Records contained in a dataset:
===============

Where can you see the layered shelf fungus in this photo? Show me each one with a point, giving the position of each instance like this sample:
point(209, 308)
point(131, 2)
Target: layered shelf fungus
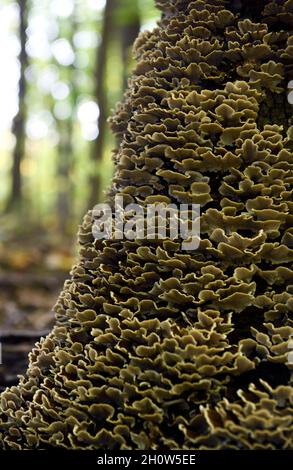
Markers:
point(159, 348)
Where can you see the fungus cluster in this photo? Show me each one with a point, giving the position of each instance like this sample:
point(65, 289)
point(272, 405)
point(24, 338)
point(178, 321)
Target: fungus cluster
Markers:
point(159, 348)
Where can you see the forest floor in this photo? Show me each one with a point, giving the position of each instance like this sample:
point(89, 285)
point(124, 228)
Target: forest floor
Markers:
point(31, 277)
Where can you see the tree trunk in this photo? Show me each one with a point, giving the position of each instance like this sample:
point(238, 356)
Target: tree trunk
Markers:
point(101, 99)
point(19, 122)
point(129, 32)
point(65, 147)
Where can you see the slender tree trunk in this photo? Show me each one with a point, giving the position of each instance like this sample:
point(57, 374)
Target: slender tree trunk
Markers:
point(98, 145)
point(129, 32)
point(65, 147)
point(19, 122)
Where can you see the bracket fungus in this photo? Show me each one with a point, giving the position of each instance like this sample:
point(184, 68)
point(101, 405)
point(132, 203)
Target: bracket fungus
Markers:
point(154, 347)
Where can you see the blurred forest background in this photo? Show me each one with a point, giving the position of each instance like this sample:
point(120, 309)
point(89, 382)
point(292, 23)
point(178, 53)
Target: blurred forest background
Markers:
point(64, 67)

===============

In the records above, locate the lines holding the word "background". Copy each of them.

Where can you see the blurred forest background in this photo? Show me each one with a point, giving the position of each instance like this sample:
Target: blurred forest background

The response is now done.